* **Data excerpts**:

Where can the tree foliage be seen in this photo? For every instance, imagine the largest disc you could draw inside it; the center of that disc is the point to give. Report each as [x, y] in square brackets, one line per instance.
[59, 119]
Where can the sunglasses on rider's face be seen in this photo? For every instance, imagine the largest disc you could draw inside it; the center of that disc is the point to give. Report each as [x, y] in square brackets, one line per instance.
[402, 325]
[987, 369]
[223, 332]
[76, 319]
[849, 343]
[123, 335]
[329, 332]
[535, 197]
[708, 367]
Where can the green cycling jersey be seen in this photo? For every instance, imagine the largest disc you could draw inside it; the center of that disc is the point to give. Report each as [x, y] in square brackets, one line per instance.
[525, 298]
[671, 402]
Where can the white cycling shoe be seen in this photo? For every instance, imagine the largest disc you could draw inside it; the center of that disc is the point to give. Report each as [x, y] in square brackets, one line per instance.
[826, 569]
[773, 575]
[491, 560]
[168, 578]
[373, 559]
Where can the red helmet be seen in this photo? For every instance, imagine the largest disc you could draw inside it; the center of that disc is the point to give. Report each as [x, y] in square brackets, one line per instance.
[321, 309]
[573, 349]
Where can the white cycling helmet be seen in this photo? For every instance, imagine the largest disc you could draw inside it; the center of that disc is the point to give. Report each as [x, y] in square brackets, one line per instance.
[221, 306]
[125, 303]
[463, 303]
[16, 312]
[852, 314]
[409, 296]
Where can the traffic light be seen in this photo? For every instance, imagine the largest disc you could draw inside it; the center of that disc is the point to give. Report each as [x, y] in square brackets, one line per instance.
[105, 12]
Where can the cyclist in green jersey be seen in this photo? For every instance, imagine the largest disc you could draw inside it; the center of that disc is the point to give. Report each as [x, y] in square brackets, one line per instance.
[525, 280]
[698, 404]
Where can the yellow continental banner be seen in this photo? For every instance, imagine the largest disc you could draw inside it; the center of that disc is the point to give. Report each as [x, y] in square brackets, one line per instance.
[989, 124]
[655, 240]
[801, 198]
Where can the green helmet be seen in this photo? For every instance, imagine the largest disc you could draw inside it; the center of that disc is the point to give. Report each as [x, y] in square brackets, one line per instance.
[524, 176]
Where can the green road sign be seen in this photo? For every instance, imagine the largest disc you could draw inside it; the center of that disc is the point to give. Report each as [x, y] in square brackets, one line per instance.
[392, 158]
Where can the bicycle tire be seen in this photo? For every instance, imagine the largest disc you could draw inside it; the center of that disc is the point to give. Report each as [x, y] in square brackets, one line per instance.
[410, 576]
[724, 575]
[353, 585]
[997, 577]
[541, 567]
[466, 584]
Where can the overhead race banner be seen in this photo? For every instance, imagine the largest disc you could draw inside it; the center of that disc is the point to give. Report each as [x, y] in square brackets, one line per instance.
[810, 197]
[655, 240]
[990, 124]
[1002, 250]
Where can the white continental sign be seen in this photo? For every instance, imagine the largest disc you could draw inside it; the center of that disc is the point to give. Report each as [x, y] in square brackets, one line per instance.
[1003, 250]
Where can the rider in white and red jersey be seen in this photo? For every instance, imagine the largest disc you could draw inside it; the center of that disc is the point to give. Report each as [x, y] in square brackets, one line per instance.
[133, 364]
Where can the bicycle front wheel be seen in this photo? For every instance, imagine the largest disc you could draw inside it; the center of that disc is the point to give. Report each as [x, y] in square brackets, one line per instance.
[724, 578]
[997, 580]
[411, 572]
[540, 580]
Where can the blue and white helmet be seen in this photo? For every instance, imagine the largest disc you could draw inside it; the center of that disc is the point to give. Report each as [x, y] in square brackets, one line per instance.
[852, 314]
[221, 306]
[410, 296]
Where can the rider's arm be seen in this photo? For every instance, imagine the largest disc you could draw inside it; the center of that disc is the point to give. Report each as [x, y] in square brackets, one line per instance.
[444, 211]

* **Task brief**: Could you write out, exactly, each line of the data above from the one containing "Where can the bicycle front" through the last, including both?

* **Result**:
Where can the bicycle front wheel be seen in this photo? For every instance, imagine the largest disc you could draw inside it; the center of that disc is the point to give. Report each as [x, y] in square brackets, one line per instance.
[724, 578]
[997, 580]
[411, 572]
[540, 580]
Where can the blue and white helmet be seen in this photo? For every instance, imagine the largest disc you could draw inside it; the center of that disc is the point to give. Report each as [x, y] in square brackets, one line per instance.
[852, 314]
[221, 306]
[410, 296]
Where can the rider's arm be seen in this photo? For every instance, imagine the largest disc you could draw inside it; the center of that disc is the point to give. Report each as [x, y] in square brackets, one line per instance.
[444, 211]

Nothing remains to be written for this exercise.